ENTRIES PROVIDED below:

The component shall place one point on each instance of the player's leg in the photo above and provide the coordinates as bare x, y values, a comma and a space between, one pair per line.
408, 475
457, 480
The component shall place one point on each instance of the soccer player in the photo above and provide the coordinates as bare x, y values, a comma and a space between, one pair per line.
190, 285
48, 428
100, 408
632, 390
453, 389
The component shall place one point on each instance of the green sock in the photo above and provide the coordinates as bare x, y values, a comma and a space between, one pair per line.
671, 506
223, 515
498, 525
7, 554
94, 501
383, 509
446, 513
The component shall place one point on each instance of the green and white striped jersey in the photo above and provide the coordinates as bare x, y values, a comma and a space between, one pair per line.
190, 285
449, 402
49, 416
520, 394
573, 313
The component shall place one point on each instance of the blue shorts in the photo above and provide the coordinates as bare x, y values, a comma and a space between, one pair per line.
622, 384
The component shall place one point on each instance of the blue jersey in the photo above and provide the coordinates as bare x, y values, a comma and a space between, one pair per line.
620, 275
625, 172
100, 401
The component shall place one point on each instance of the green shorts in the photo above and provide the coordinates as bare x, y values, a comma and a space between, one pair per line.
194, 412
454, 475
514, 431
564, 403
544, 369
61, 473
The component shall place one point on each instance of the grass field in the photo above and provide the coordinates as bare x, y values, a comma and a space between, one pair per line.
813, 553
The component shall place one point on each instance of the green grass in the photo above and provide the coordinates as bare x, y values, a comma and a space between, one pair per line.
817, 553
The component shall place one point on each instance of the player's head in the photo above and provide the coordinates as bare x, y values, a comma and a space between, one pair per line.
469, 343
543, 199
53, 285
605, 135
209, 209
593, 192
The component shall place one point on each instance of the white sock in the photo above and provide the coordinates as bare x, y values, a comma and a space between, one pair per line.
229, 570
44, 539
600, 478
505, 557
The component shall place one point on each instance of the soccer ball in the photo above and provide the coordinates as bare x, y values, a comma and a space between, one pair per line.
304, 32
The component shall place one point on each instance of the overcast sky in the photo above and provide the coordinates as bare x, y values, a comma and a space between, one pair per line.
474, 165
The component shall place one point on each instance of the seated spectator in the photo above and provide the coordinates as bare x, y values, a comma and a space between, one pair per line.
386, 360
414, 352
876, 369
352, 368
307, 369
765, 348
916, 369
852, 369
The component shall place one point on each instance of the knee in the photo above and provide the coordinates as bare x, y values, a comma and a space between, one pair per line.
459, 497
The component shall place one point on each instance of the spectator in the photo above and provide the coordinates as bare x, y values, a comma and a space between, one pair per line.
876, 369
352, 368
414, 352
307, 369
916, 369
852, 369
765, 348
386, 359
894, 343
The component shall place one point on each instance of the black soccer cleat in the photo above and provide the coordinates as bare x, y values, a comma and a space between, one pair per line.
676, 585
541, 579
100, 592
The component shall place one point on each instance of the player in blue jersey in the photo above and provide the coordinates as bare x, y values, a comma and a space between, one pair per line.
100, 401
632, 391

End of ENTRIES PROVIDED.

A word-for-word transcription of the material is required.

§ **SOLUTION TO THE EXERCISE**
The component shall place one point on each instance of the player's leg in the photo above and provide the coordinates as bare x, y values, a comma and a space between, one pair per line.
408, 475
457, 480
The component shall place one point on each instance of the soccer player in the photo above and provide the coordinates as bare x, y values, a comma and a space between, one pair per line.
190, 285
48, 428
100, 408
632, 390
453, 389
The component shall place one point on each instance of the green sock in the photo above and provide the coordinates as bare x, y values, a comma and a space between, one pair per line.
671, 506
223, 515
498, 525
7, 554
94, 501
383, 509
446, 513
The component shall place one point on each instance of the green and white striped jersey in the photo above and provide the coordinates as bare x, y values, a comma and a space between, one pair per line.
190, 285
449, 402
49, 416
520, 394
573, 313
The component shall place one point on each instance of the blue shorts in the photo above and provide the coordinates as bare x, y values, a comma and a space between, one pair per line.
622, 384
The component shall place one point on each instance of the blue jersey in the photo above and provide the coordinates as bare x, y values, a comma and a space between, one pair per line.
620, 275
625, 172
100, 401
The component shall place one point on each instance of the green shorts in the photo above and provide the coordinates as bare x, y values, a comma and a space between, one pair per line.
194, 412
454, 475
514, 431
564, 403
544, 369
61, 473
The component shall place one point on each instance of the grass field in the photo above and provide the coordinates as bare x, y values, a comma and a space between, one pair per line.
813, 553
The component shall place one point on each instance of the green grass in the photo above and provide the coordinates as bare x, y values, a comma and a space between, one pair per line.
817, 553
The component shall place one point on each instance of the player's head in the photo above and provide the coordinates as bare x, y values, a comma and a space between, one pair per line.
469, 343
543, 199
53, 285
605, 135
209, 209
593, 192
The component shall place one point on each instance of the white sock in the photo above and provide the coordinates as bare x, y values, a comma and a space between, one pair per line.
229, 570
44, 539
600, 478
505, 557
The component shall place one point on each instance of the soccer ball in the photo above and provide the coordinates as bare x, y values, a comma and a space between, one pair per line.
304, 32
The component shall place one point on each instance of the overcast sky in the photo above and provide the coordinates as bare x, y values, a comma and a space between, one pair per line.
474, 165
The component shall place one point on each instance of the seated spectator in the photo above and provide the coordinates as bare x, y values, a comma and a space between, one pair per line.
386, 360
414, 352
876, 369
352, 368
307, 369
765, 348
916, 369
852, 369
The component shall place one point on each instance of the knee in the photo above and provide the coordinates as bare x, y values, a comma and a space between, one pair per line.
459, 497
The component shall place one point on each instance of the spectator in the photo above and provide the coordinates as bare x, y values, a comma and a space between, one pair per line.
876, 369
352, 368
414, 352
307, 369
916, 369
852, 369
765, 348
386, 359
894, 343
The component shall place one point on each instance of the black soccer cleat in the photo above and provide the coordinates as bare x, y values, a comma and a space between, one pair per line.
676, 585
541, 579
100, 592
The component shall place one point on each instance of the player in blue jersey in the photo above and provide the coordinates as bare x, y values, a comma and a space between, one pair per line.
100, 401
632, 391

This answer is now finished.